> _Objetivo de la tarea_: Filtra los registros y copia cada línea que contenga la palabra "lamp". Ten en cuenta las mayúsculas y minúsculas.

> _Registros sin procesar_:
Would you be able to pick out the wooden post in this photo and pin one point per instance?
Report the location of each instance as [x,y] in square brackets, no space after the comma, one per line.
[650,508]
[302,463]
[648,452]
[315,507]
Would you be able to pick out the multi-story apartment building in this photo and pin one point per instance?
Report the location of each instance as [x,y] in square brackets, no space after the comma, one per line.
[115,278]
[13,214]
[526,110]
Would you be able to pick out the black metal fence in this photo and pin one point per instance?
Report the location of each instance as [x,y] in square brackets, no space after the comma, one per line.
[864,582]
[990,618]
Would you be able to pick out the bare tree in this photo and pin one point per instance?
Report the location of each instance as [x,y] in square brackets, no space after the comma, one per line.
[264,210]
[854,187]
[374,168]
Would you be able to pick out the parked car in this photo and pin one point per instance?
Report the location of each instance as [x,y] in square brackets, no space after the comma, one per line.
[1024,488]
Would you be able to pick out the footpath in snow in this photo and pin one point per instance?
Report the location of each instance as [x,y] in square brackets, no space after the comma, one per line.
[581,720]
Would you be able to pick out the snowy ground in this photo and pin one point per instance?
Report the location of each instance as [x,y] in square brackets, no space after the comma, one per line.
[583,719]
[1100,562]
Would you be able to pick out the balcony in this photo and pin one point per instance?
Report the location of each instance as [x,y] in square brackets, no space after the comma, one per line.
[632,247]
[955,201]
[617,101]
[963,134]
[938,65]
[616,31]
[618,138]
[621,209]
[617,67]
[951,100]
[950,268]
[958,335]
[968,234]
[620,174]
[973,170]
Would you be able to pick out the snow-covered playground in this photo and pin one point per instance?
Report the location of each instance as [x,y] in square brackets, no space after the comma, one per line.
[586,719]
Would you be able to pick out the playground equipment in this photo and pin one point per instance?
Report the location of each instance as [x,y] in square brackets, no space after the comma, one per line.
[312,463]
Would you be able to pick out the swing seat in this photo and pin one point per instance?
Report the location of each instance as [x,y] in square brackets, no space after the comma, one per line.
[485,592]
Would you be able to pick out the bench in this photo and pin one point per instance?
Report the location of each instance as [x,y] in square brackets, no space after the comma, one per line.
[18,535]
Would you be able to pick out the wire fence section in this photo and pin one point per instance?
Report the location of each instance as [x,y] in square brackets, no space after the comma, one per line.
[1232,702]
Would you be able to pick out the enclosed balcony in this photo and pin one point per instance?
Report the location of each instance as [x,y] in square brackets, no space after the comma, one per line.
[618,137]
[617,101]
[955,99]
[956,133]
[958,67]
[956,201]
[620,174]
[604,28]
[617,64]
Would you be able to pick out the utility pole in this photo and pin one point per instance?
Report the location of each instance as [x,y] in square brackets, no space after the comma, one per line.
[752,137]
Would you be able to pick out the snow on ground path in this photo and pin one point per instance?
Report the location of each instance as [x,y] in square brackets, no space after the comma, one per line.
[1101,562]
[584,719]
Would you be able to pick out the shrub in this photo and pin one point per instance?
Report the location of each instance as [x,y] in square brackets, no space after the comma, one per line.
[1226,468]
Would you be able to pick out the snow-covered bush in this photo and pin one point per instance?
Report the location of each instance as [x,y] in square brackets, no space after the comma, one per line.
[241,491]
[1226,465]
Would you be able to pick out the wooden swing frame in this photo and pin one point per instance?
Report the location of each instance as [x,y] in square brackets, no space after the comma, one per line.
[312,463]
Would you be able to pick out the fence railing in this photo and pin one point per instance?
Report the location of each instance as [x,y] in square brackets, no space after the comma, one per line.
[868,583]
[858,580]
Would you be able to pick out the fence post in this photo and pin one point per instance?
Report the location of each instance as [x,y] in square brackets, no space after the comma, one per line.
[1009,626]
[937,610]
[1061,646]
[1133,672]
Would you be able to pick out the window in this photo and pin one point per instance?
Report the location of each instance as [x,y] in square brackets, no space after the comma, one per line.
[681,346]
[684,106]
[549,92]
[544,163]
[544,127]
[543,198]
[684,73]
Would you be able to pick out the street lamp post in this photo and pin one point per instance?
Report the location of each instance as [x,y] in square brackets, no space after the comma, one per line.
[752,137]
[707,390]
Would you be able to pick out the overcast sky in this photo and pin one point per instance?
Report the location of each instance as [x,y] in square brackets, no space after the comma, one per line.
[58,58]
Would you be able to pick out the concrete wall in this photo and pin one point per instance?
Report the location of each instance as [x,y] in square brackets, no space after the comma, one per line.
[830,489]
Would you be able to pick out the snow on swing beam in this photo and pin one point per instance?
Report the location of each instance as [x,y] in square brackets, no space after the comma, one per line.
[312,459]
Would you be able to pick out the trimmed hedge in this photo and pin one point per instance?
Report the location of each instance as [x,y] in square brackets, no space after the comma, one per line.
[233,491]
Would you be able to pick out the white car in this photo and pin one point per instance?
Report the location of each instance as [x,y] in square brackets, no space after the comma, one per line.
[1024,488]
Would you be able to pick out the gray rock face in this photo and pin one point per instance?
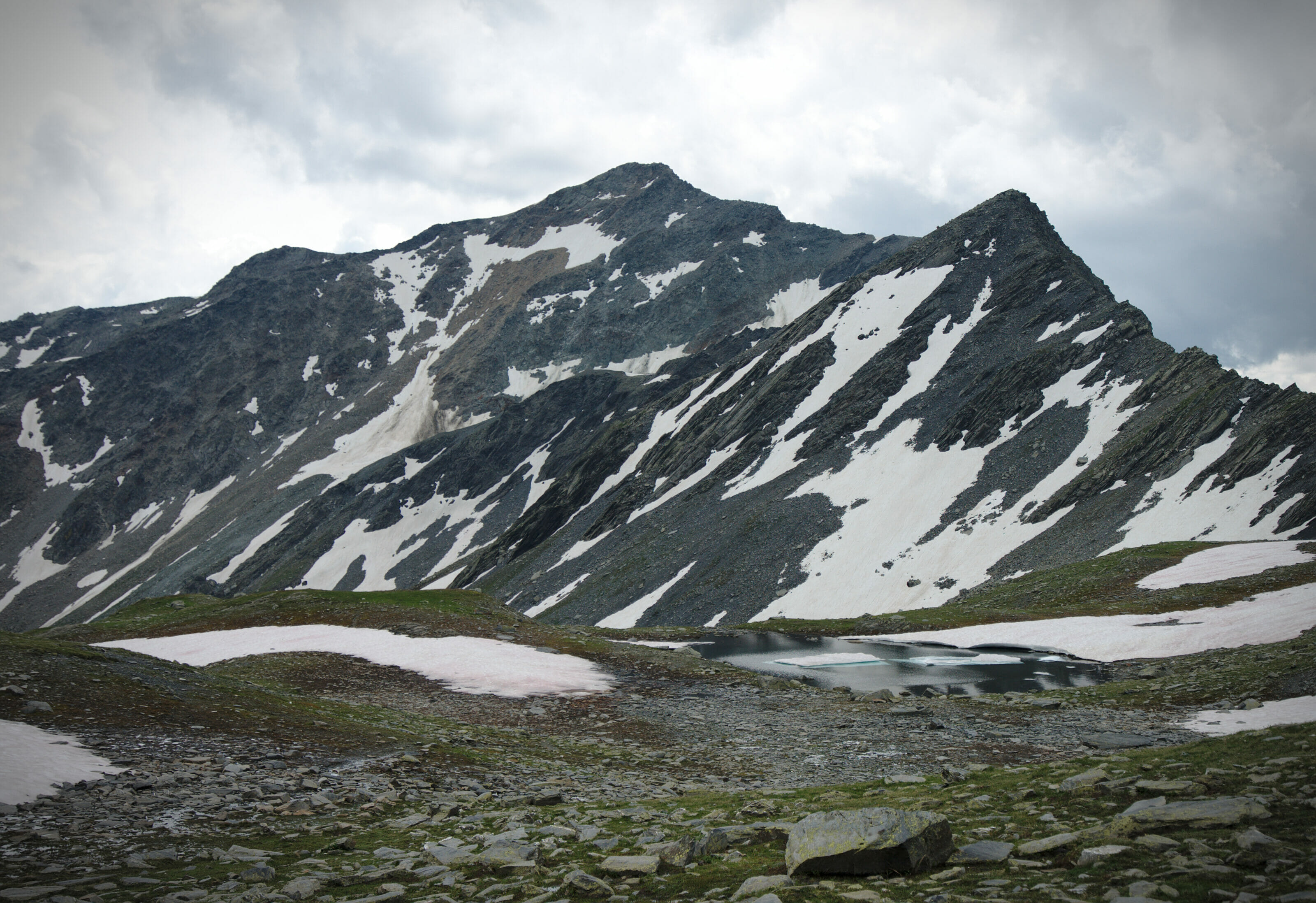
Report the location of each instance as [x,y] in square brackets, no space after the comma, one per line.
[984,851]
[868,842]
[691,397]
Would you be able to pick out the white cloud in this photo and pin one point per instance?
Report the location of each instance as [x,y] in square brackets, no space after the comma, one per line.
[149,146]
[1286,369]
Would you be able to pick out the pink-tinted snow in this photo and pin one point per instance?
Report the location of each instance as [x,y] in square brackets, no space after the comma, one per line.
[465,664]
[31,760]
[1300,710]
[1268,618]
[1227,561]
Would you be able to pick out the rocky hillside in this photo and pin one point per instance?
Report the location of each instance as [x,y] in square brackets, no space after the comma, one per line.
[631,403]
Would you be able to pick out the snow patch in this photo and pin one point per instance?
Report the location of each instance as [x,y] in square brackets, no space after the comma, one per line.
[192,507]
[658,282]
[859,331]
[30,356]
[1085,337]
[524,383]
[469,665]
[1226,562]
[1169,513]
[646,364]
[31,437]
[35,761]
[33,566]
[631,615]
[789,304]
[1056,328]
[253,547]
[1269,618]
[93,580]
[841,578]
[1298,710]
[539,608]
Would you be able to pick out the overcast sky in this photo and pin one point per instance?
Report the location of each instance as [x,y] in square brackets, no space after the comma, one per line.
[148,146]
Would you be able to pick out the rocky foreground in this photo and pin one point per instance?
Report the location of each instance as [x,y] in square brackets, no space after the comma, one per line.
[1218,819]
[315,776]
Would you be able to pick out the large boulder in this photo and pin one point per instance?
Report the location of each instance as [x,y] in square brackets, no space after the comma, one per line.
[1196,814]
[582,884]
[869,842]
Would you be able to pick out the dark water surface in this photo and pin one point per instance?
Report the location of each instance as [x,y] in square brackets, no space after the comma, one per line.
[890,665]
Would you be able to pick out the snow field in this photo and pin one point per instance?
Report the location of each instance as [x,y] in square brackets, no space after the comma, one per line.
[1300,710]
[648,364]
[631,615]
[539,608]
[658,282]
[31,437]
[1227,561]
[844,568]
[872,314]
[32,760]
[253,547]
[1269,618]
[469,665]
[192,507]
[524,383]
[789,304]
[1168,513]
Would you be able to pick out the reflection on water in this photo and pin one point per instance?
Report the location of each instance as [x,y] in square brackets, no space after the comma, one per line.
[867,665]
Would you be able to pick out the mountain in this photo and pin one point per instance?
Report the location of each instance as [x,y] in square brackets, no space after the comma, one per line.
[631,403]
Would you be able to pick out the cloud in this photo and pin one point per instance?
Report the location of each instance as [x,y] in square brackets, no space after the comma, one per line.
[153,145]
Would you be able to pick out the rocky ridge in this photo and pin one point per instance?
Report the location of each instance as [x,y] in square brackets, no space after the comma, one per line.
[631,404]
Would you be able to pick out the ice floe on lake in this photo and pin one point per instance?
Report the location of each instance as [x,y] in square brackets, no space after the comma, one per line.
[1300,710]
[470,665]
[1227,561]
[32,760]
[1268,618]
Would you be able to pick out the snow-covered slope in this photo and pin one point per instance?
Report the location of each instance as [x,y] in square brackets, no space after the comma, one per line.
[211,444]
[631,403]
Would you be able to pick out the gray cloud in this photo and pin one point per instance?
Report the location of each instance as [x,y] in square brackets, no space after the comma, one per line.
[152,145]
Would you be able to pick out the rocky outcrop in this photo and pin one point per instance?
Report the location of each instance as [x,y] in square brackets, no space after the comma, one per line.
[631,404]
[868,843]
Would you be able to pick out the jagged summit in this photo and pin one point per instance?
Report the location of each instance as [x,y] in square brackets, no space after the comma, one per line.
[628,403]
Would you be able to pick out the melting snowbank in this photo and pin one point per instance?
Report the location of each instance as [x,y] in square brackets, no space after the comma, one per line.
[1224,562]
[31,760]
[1300,710]
[469,665]
[1268,618]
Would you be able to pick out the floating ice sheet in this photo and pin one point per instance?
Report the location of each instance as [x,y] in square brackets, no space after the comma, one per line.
[832,660]
[469,665]
[1268,618]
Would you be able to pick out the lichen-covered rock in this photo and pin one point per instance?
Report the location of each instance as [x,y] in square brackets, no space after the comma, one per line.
[760,884]
[869,842]
[1084,780]
[582,884]
[303,888]
[984,851]
[631,867]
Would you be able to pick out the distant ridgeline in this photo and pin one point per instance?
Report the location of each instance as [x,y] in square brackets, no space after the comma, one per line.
[631,403]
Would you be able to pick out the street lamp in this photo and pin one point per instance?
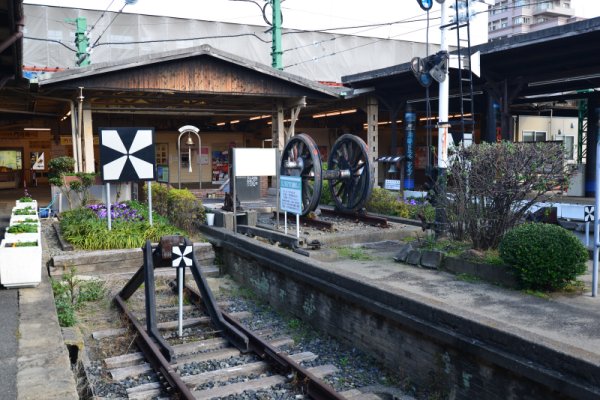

> _Respuesta final_:
Would you be able to pick out the street lamp post in this photo and pin one point per instance?
Would you be able to pick out the street lamp in this photo and pin one point per instance?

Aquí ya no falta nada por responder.